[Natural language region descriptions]

%%

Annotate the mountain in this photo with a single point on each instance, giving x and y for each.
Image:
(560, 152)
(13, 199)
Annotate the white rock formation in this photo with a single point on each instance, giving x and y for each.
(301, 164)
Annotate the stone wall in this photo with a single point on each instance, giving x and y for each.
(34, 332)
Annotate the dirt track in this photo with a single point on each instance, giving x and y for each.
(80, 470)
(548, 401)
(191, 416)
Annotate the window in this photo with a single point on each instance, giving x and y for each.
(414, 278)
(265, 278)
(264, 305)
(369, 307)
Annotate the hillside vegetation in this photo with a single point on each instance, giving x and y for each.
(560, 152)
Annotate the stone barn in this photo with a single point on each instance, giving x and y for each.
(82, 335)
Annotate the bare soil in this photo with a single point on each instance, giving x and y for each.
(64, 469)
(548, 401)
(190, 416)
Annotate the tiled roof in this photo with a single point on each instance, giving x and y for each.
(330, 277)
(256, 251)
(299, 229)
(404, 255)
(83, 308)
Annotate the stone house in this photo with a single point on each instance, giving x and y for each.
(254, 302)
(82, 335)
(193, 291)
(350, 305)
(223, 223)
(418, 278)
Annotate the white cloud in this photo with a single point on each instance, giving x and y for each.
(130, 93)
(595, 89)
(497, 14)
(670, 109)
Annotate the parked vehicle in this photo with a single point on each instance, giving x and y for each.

%%

> [PROBLEM REQUIREMENTS] Every entry above needs to be duplicated exactly.

> [TASK SOLUTION]
Annotate the mountain in this photo with a single point on each instance, giving x and y for each.
Image:
(560, 152)
(13, 199)
Annotate the white rock formation in this photo with a single point on each instance, giving x and y for each.
(301, 164)
Annotate the stone wall in this photo with a single point on each instance, giving x and y for each.
(34, 332)
Annotate the dirt track in this photo with a single point on each instance, giving x and y for each.
(80, 470)
(548, 401)
(191, 416)
Annotate the window in this photo with a single point on each instance, giving x and y for each.
(414, 278)
(265, 278)
(264, 305)
(369, 307)
Annotate the hillside vegetation in this photo with a single point on each instance, giving x and y for each.
(560, 152)
Annotate the stone barn in this photo with a single point on each instance, giving x and y for each.
(82, 335)
Annotate the bare soil in this photo with a single point on each instance, giving x and y for each.
(64, 469)
(548, 401)
(190, 416)
Annotate the tiled roof in this photo with a single point on each instance, giving x and y for each.
(330, 277)
(256, 251)
(299, 229)
(404, 255)
(83, 308)
Annotate the stone house in this photo with a single point on each instance, giving x and y for each.
(254, 302)
(82, 335)
(193, 291)
(350, 305)
(223, 223)
(418, 278)
Annotate the white cloud in this photo with a single point on each instance, giving x and y for each.
(130, 93)
(595, 89)
(497, 14)
(670, 109)
Annotate the parked vehicle in this photo with a single point on each instance, giving x and y for each.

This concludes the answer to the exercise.